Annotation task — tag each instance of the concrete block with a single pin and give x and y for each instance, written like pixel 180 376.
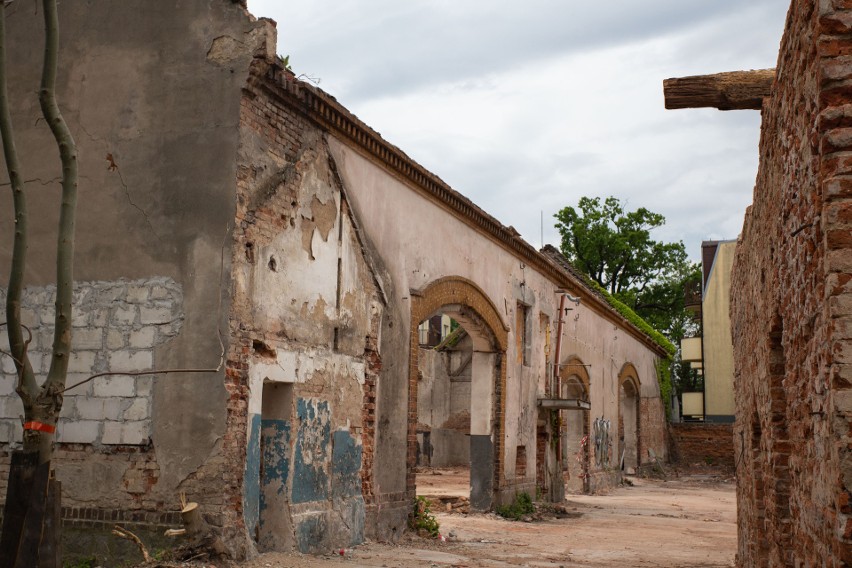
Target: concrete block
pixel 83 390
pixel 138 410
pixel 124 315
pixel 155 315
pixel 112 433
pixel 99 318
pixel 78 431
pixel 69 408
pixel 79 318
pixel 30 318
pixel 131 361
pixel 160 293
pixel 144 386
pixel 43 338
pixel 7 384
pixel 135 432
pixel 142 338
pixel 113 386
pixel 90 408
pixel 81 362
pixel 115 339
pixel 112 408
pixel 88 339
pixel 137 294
★ ★ ★
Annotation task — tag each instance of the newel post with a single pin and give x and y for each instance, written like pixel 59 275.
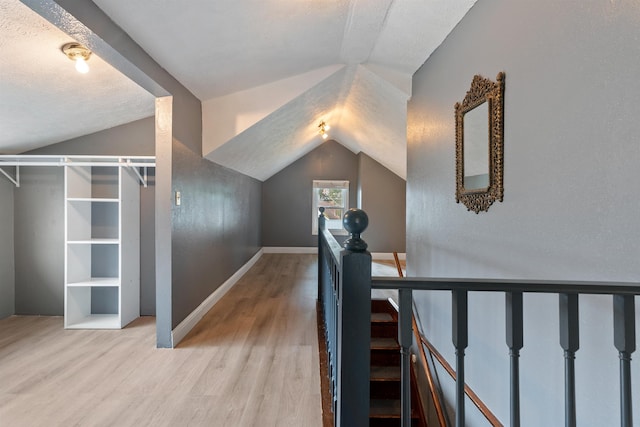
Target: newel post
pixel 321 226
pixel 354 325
★ ★ ★
What you are asked to do: Count the lines in the rows above that contain the string "block". Reply with the number only.

Reply to the exercise: 2